:: EXERCISE OBJECTIVE ::
Reproduce the whole listing exactly.

▶

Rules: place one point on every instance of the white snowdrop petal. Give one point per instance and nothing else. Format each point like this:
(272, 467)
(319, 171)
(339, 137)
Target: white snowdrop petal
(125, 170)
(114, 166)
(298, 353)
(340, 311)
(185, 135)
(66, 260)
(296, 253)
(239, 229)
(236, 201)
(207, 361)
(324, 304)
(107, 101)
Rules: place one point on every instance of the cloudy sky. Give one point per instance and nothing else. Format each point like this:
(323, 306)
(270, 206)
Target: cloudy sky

◀

:: PROBLEM SOLUTION ::
Rules: place one point on every instance of the white snowdrop petal. Give one point per instance and nothing else. Format each point like this:
(272, 467)
(319, 171)
(339, 137)
Target: white snowdrop petal
(125, 170)
(114, 166)
(298, 353)
(340, 311)
(185, 135)
(66, 260)
(296, 253)
(239, 229)
(236, 201)
(207, 361)
(324, 304)
(107, 101)
Rules: place one point on every instance of the cloudy sky. Give one point per instance and nothing else. Format each point like this:
(323, 306)
(270, 206)
Target: cloudy sky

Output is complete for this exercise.